Objective -> Pick out each line in the records below that contains the word "balcony", and copy those lines in full.

Records supplied ->
** START **

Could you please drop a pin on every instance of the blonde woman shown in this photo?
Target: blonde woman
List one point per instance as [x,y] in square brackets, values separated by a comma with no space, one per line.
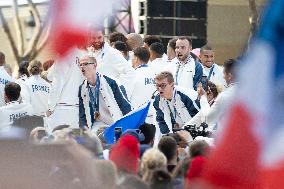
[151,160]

** END **
** START **

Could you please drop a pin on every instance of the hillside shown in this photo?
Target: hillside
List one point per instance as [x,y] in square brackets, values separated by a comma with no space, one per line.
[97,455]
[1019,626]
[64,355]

** END **
** START **

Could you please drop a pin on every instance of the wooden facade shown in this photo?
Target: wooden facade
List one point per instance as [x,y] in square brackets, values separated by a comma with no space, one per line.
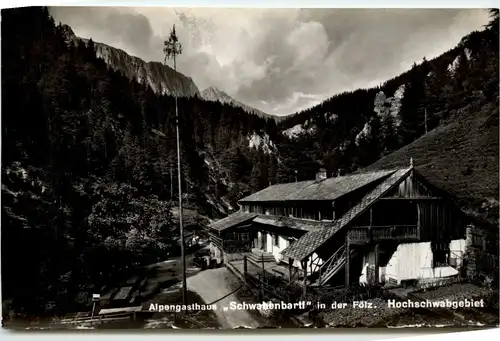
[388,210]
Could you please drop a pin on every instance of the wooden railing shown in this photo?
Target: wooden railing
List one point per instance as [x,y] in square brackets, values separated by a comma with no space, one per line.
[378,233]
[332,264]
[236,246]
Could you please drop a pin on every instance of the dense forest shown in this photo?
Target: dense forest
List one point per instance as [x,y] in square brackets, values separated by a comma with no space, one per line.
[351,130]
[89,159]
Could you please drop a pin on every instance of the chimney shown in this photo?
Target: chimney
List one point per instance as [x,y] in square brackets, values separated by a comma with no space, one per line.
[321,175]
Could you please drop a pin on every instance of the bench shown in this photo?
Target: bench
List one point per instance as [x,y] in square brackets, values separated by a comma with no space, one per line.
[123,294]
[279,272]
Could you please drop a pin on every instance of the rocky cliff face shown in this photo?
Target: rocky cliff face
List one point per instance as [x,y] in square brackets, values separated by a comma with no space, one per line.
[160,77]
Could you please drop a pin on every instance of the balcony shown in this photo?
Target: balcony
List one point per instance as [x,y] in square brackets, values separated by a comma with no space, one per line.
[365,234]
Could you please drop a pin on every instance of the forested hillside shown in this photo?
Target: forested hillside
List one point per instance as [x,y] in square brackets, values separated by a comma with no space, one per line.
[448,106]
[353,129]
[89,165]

** END **

Exercise answer ->
Could you please drop a pin on every instance of the balcony shown in this photo?
Target: balcony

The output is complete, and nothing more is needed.